Stored data entries
•••••

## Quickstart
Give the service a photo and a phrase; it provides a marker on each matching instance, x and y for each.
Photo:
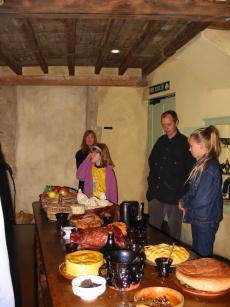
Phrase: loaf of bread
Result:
(205, 274)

•••••

Output the entries above exactly, without their pictures.

Task answer:
## Quickstart
Give the service a photo and a phrase; it provides a marker on each matching instance, x and y for each.
Photo:
Phrase: loaf of bread
Result:
(205, 274)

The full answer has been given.